→ **Source**:

4The disagreement also raises the question of perceptions of power. Hopkins, like others before and since, based his case for conflict, tension and hostility between emperors and aristocrats mainly on written testimony produced by members of the senatorial and equestrian orders.4 Were Tacitus, Suetonius and Dio wrong to claim that real power was at stake in the high politics of the empire? If so, how can we use their testimony to examine Roman Power? But if they were correct – and they were after all very close to what they described – then how should we relate short-term conflicts at the centre to the long-term processes through which wealth drained (or was sucked) to the top? Perhaps there was almost no connection and what we have is a detailed and often thrilling account of essentially trivial events that had little or no consequences in the long term. The anxiety is Braudelian. Did the history of events make any contribution to structural history, or did the latter simply provide a context for the former. Is Roman Power a single field of enquiry?
5The contrast of timing is significant. De Ste Croix’s approach invites us to think about structural violence, and about the essential stability of Roman Power. If Roman Power was not about sustaining social hierarchy through law, ceremony, fiscality and violence then what was it about? Yet the second approach takes us closer to the tortured heart of imperial government, and the experienced paradox of the Roman élite that despite their spectacular eminence they might be subjected to degrading subordination and terrifying risk. As a class their position may have been almost unassailable. Yet as individuals the most prominent figures were often also in the most precarious of positions. This included the emperors themselves.
Power at the edge
6Similar issues arise in respect of the provinces, where Roman power seems at first sight easy to describe – as the power exercised by Romans over non-Romans – but on reflection is more difficult to pin down. The idea that power was something exercised by Romans over others seems to cohere with the language that Cicero and others employed to describe the obligations laid on provincial governors.5 Terms like imperium evoke transitive verbs in which Romans are actors and provincials objects of domination.

→ **Things to do**:
• 1. Answer these questions from the passage on Roman power:
(a) Whose written testimony did Hopkins mainly use for his case about conflict between emperors and aristocrats?
(b) What two things does De Ste Croix's approach invite us to think about?
(c) Which term is said to evoke transitive verbs in which Romans are actors and provincials are objects of domination?
• 2. List every means of sustaining social hierarchy that the passage on Roman power names.

→ **Data extract**:

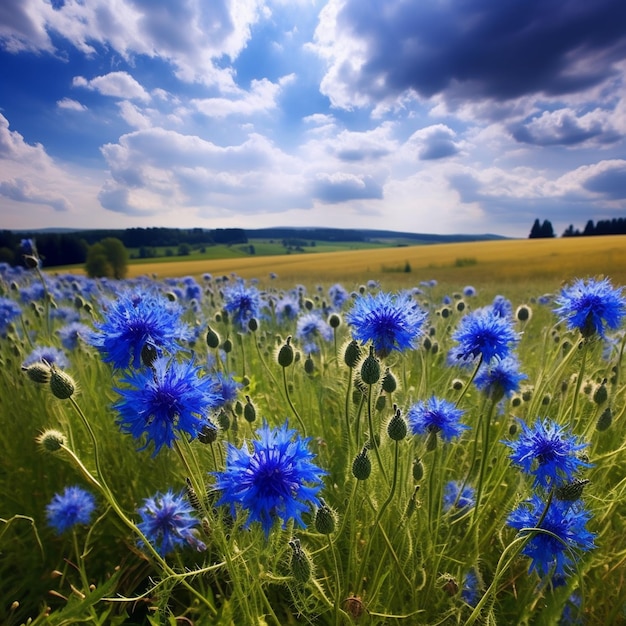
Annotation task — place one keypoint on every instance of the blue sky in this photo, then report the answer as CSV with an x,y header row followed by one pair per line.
x,y
434,116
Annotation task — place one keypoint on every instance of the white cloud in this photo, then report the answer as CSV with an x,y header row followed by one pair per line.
x,y
71,105
114,84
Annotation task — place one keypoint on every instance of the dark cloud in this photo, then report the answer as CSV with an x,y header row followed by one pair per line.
x,y
479,49
610,182
342,188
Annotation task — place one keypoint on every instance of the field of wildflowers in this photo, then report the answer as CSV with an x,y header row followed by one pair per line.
x,y
216,450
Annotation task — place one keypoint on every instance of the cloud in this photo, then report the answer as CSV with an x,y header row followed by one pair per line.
x,y
114,84
342,187
564,127
21,191
71,105
474,49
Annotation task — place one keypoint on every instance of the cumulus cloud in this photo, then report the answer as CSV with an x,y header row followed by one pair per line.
x,y
477,49
114,84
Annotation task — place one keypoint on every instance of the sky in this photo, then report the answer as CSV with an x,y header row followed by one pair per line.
x,y
426,116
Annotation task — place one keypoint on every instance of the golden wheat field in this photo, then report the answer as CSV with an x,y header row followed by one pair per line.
x,y
500,262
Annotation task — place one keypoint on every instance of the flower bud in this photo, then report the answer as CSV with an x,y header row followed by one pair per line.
x,y
362,465
61,384
38,372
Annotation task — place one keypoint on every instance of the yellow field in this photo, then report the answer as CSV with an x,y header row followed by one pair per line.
x,y
477,263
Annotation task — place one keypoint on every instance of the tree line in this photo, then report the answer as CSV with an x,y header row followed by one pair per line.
x,y
615,226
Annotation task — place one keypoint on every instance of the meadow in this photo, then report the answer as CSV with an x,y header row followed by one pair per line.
x,y
318,439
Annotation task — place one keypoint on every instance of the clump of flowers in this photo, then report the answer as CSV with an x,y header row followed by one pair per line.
x,y
591,306
390,322
168,523
276,479
74,506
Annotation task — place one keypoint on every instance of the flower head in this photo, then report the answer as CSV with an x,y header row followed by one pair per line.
x,y
591,306
134,320
548,452
167,522
565,526
484,333
73,506
169,397
243,303
277,479
390,322
436,415
499,378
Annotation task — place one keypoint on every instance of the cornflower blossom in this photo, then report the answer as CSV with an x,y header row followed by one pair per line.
x,y
9,310
167,522
436,416
311,328
66,510
71,333
482,333
136,320
552,553
277,479
457,496
242,303
390,322
548,452
499,378
591,306
160,401
49,354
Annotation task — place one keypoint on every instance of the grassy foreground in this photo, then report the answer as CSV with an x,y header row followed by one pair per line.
x,y
395,548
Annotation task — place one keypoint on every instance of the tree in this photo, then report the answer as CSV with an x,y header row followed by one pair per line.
x,y
108,257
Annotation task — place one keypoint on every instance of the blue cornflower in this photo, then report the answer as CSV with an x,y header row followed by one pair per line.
x,y
310,328
338,296
71,333
242,303
591,306
73,506
483,333
9,310
552,553
49,354
548,452
434,416
499,378
390,322
458,496
136,320
276,480
170,397
167,522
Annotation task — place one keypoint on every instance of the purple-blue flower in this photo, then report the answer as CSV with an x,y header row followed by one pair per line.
x,y
499,378
73,506
242,303
591,306
390,322
436,416
483,333
547,451
276,479
167,522
136,320
170,398
553,551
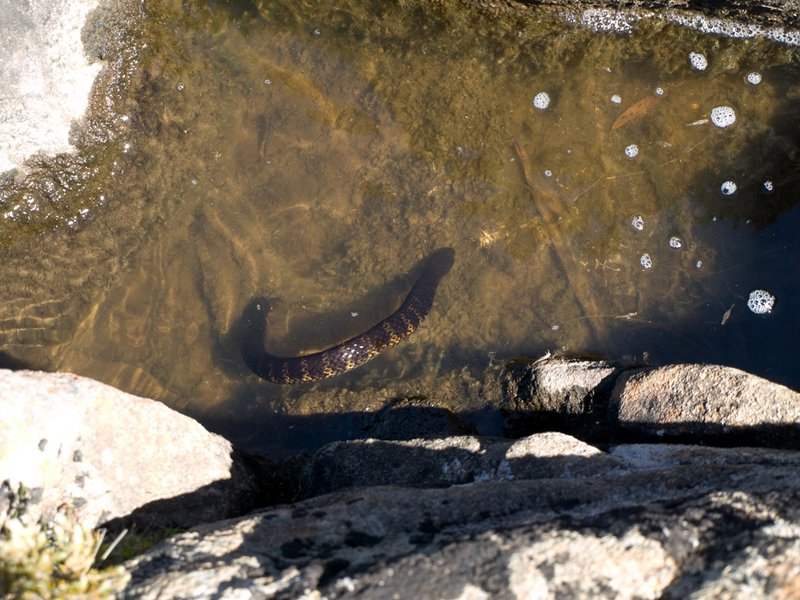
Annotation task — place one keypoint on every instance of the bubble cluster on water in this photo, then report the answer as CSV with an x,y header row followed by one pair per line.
x,y
728,188
754,78
541,100
723,116
733,29
761,302
698,61
604,19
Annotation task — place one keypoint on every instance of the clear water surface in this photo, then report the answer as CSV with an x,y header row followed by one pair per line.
x,y
314,152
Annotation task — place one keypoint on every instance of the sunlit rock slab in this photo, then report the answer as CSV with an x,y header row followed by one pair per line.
x,y
69,439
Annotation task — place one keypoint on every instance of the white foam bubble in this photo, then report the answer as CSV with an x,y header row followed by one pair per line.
x,y
698,61
541,100
723,116
761,302
754,78
728,188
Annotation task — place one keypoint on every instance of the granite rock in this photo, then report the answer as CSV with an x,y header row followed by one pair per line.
x,y
706,402
645,522
69,439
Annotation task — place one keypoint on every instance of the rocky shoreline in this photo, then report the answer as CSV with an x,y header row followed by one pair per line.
x,y
445,514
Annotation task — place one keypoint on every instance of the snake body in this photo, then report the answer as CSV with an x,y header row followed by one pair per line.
x,y
356,351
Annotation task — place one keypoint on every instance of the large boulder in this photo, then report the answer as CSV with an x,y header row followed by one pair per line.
x,y
706,403
636,522
69,439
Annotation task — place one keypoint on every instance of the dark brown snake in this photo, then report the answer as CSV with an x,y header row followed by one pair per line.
x,y
354,352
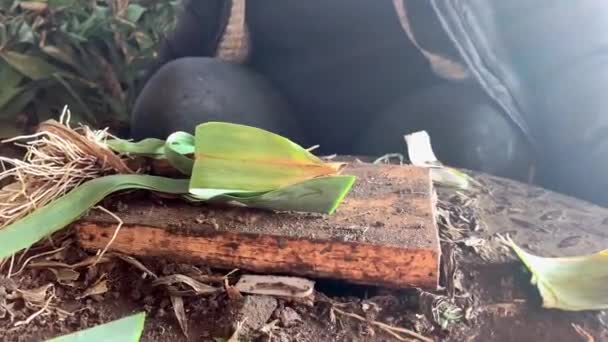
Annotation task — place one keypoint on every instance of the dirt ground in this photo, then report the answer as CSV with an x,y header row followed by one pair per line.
x,y
485,296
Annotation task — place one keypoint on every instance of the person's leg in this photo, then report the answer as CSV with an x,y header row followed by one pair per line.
x,y
466,130
189,91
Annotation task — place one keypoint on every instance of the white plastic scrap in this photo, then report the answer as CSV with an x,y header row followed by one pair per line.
x,y
420,153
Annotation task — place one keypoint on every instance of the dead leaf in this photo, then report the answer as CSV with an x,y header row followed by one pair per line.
x,y
583,333
35,296
135,263
198,287
100,287
235,335
65,276
180,313
276,286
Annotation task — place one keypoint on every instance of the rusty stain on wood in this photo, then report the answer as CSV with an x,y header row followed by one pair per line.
x,y
384,233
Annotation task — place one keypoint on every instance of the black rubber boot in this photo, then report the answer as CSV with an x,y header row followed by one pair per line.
x,y
546,65
467,130
193,90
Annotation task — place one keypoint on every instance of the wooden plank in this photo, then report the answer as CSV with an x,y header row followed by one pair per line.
x,y
384,233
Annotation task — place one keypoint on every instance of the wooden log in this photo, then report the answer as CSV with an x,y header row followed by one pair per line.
x,y
383,234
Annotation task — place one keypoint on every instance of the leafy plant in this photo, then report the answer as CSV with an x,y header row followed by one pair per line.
x,y
127,329
568,283
90,55
232,163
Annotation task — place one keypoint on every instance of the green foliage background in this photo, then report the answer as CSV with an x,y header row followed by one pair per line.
x,y
88,54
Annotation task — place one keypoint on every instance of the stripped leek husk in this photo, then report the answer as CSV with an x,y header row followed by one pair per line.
x,y
576,283
232,163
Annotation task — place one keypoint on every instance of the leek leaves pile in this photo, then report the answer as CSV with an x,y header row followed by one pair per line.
x,y
230,163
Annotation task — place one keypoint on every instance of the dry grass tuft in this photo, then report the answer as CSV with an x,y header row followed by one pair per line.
x,y
58,158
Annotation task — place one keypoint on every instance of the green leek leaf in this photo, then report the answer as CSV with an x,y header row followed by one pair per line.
x,y
569,283
306,188
127,329
248,159
63,211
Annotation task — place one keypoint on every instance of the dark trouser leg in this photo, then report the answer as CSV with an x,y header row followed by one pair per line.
x,y
466,130
189,91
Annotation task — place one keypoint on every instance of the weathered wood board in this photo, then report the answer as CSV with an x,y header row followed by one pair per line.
x,y
384,233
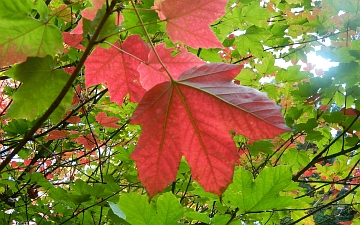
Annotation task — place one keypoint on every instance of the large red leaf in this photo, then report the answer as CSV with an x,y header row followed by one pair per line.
x,y
193,117
188,20
153,73
118,69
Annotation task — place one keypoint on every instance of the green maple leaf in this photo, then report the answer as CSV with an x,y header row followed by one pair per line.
x,y
263,193
22,37
251,41
255,14
139,211
41,85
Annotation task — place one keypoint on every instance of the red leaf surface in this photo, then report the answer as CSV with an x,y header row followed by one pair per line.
x,y
118,69
73,40
78,29
188,20
153,73
107,121
56,134
193,117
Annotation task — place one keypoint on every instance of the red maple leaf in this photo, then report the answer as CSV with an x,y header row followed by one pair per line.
x,y
107,121
117,67
193,117
188,20
73,40
153,73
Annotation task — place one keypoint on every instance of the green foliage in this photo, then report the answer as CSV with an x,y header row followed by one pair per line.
x,y
68,166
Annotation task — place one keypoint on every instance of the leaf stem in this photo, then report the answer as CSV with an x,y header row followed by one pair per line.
x,y
151,44
28,136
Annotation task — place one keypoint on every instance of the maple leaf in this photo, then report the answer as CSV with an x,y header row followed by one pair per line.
x,y
118,69
56,134
90,13
153,73
42,83
188,21
22,37
193,117
73,40
88,141
107,121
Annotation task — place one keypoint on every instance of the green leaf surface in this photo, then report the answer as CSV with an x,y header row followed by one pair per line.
x,y
263,193
255,14
169,210
251,41
23,37
137,209
41,85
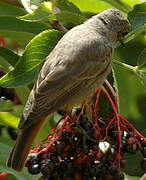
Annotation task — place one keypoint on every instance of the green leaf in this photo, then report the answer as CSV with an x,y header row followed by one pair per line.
x,y
20,30
137,16
66,16
93,6
41,13
27,5
34,55
65,5
119,5
141,75
141,62
6,105
7,9
65,13
9,119
11,57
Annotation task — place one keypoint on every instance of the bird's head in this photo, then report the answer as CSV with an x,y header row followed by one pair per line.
x,y
116,22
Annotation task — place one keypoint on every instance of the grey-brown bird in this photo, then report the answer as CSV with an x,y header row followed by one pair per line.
x,y
73,71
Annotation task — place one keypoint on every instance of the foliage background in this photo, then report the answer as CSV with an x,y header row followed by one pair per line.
x,y
26,28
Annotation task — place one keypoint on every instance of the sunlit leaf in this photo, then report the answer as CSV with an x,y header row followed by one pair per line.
x,y
11,57
7,9
137,16
119,5
41,13
141,62
93,6
34,55
9,119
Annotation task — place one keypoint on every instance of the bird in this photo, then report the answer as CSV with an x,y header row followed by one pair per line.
x,y
73,71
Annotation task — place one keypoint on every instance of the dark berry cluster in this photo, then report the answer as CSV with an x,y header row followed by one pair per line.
x,y
73,149
74,153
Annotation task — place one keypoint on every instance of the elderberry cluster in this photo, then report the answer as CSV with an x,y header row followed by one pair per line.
x,y
72,151
75,155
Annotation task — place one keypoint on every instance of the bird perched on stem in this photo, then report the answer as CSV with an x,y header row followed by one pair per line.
x,y
71,74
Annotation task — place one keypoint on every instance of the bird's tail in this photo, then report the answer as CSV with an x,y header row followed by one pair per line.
x,y
23,145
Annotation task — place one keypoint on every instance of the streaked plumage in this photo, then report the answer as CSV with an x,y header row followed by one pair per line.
x,y
73,71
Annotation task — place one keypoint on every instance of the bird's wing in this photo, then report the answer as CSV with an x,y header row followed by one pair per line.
x,y
59,78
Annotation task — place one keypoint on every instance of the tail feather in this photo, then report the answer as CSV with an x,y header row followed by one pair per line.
x,y
23,145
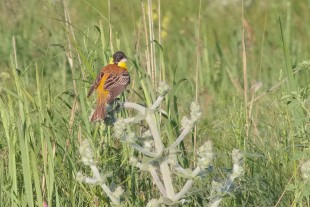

→ **Per-task answers**:
• 1.
(a) Testimony produced by members of the senatorial and equestrian orders.
(b) Structural violence and the essential stability of Roman Power.
(c) Imperium.

• 2. Law, ceremony, fiscality, violence